Indices of fetal development derived from heart rate patterns

BACKGROUND

The fetal precursors of mental and cardiovascular disease caused by adverse prenatal environmental influences and manifesting in later age are an important issue of developmental medicine. However the number of measurable functional parameters of a fetus is limited. Evaluation of key parameters involving fetal autonomic control could permit an earlier detection of developmental problems and improved therapeutic strategies. Thus far, however, even the maturation of normal autonomic control has not been sufficiently assessed.

AIM

The objective of the present work is to describe normal fetal maturation based on indices of autonomic heart rate modulation.

STUDY DESIGN

Heart beat interval series were magnetocardiographically recorded with 1 kHz sampling rate over 30 min in 78 normal fetuses, gestational age (GA) 23-40 weeks. Indices considered were: number of accelerations (AC) and decelerations (DC), RMSSD, SDNN, and short-term/long-term autonomic information flows (AIF_NN, AIF_fVLF). These were measured from the entire 30 min data sets and from activity-specific subsets (10 min).

— Exercises —
a. Summarize the text on fetal heart rate patterns in two sentences.
b. In the fetal heart rate text, at what sampling rate were the heart beat interval series recorded?

— Given information —
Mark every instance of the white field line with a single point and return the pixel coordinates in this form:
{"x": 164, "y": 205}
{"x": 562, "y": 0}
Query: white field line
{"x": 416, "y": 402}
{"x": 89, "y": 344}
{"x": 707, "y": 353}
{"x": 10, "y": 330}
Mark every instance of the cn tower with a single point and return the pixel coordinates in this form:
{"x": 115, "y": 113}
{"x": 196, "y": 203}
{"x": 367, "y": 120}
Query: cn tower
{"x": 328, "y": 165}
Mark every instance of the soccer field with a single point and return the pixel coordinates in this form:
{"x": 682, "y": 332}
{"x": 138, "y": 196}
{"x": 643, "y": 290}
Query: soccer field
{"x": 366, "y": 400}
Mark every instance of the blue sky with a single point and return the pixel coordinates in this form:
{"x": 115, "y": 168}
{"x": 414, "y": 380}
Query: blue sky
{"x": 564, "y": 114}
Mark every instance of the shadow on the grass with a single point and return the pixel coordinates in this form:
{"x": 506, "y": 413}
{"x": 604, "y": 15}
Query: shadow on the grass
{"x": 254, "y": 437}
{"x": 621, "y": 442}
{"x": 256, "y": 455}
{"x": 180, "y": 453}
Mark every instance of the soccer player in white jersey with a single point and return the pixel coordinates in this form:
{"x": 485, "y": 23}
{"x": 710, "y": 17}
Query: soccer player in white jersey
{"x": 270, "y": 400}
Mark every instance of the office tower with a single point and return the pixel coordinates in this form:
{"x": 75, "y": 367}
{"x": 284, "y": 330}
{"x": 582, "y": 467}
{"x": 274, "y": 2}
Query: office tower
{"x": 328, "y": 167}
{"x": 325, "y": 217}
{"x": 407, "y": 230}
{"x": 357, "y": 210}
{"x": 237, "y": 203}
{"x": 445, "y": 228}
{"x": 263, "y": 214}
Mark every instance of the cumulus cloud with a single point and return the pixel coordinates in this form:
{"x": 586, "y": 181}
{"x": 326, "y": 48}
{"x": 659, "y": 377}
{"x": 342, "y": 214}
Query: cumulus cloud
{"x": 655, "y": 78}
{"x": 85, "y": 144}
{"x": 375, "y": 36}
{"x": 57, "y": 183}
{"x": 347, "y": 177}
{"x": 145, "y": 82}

— Answer list —
a. Fetal precursors of later mental and cardiovascular disease are an important issue, but few fetal functional parameters can be measured, and even normal autonomic maturation has not been sufficiently assessed. The work aims to describe normal fetal maturation through indices of autonomic heart rate modulation, using 30-minute magnetocardiographic heart beat interval recordings from 78 normal fetuses at 23-40 weeks of gestational age.

b. 1 kHz